--- start MATERIAL FOR THE TASK ---

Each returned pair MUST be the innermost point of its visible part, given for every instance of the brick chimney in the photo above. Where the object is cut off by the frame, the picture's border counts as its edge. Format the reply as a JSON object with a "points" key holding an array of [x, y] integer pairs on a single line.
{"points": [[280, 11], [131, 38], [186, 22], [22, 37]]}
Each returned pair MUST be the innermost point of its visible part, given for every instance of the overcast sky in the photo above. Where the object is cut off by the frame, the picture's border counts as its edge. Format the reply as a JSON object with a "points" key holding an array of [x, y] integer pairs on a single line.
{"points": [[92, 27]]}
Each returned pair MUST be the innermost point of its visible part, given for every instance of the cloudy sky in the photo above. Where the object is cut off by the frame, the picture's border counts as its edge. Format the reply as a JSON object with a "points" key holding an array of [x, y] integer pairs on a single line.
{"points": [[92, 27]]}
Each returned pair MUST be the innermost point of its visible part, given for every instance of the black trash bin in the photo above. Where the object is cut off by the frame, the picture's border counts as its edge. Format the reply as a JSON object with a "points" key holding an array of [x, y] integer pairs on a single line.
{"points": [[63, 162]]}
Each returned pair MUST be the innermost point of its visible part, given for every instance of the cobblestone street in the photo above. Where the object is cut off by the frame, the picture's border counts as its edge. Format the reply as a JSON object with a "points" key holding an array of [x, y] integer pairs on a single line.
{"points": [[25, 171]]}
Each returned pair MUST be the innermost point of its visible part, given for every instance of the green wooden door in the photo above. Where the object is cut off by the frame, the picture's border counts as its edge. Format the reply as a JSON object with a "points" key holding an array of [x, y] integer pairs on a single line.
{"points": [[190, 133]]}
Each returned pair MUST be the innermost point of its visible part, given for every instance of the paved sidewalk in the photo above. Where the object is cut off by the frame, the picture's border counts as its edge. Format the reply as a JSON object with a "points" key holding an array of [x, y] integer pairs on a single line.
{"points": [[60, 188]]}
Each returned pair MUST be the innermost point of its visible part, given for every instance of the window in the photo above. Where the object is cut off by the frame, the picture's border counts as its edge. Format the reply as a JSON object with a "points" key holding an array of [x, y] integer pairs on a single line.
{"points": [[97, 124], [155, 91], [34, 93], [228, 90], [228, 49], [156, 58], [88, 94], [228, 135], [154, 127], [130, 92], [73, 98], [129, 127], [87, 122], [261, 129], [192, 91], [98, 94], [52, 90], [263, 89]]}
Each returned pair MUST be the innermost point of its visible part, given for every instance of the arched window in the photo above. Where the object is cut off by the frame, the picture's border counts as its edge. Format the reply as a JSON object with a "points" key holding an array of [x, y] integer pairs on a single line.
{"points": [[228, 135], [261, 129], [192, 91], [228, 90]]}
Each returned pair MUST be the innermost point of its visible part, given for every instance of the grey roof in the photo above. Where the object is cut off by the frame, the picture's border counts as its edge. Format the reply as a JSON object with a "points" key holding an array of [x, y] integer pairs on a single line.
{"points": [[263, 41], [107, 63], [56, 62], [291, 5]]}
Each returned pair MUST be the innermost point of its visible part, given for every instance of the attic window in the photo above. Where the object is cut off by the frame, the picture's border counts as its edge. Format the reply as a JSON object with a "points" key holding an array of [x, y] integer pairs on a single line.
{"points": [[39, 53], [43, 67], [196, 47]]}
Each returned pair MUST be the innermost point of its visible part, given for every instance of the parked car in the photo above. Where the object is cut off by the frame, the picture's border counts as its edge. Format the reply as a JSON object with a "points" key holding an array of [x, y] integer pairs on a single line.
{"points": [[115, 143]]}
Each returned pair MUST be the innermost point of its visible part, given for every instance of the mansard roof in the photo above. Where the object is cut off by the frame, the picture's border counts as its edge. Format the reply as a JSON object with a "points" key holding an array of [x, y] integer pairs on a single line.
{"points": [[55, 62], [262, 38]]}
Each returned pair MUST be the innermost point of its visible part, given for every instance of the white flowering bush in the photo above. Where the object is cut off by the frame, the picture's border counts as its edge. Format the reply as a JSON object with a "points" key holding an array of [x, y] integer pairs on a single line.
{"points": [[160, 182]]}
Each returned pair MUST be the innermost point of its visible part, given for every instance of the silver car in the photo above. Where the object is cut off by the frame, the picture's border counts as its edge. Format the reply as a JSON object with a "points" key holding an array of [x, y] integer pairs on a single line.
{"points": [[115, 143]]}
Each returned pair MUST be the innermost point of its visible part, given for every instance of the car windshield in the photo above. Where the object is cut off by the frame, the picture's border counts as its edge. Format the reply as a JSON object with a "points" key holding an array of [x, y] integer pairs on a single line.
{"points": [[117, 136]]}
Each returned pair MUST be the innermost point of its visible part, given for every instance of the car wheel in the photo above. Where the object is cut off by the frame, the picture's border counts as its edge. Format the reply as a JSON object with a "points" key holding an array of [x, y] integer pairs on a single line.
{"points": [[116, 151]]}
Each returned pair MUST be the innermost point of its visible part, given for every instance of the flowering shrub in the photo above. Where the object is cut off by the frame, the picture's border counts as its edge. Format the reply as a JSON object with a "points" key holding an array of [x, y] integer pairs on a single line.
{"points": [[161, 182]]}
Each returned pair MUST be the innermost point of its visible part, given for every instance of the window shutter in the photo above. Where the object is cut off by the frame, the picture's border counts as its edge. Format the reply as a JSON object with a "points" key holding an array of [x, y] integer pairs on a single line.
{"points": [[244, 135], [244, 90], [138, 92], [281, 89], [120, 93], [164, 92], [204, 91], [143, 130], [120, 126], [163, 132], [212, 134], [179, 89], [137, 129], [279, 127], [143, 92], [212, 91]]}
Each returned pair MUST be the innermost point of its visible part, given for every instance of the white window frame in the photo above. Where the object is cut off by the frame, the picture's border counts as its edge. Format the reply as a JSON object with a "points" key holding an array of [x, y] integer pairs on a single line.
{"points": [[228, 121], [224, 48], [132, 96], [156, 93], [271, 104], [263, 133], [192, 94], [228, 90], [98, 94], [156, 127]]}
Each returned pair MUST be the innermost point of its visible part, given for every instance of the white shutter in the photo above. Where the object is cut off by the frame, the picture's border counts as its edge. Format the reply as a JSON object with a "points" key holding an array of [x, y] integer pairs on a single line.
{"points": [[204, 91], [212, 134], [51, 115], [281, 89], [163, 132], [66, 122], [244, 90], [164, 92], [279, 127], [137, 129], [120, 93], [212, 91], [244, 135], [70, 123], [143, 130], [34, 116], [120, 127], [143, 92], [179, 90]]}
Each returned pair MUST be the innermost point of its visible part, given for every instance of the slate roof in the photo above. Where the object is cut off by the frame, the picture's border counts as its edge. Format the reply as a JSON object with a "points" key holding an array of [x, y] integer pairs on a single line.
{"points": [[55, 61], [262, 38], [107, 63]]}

--- end MATERIAL FOR THE TASK ---

Make an exact copy of every line from the one with "the white shutter" to the end of the data, with the first and last of those lines included.

Each returned pair MUST be the innermost point of its visible part, given for every instance of the white shutter in the photo above. Where the object is cut off by the frame, the picture's border counts as its edge. Format the reply as a JSON object with a "points" key holding an array of [x, y] integer pairs on a single line.
{"points": [[204, 91], [212, 134], [51, 115], [281, 89], [163, 132], [66, 122], [244, 90], [164, 92], [279, 127], [137, 129], [120, 93], [212, 91], [244, 135], [70, 123], [143, 130], [34, 116], [120, 127], [143, 92], [179, 90]]}
Each returned pair MUST be the innermost point of its visible part, given for every instance of the slate roof in the photo above. Where the object is cut off by the frame, the picture's border counts as its edge. Format the reply as a JSON object with a "points" key holding an array of [x, y] integer pairs on a single line.
{"points": [[55, 61], [262, 38], [107, 63]]}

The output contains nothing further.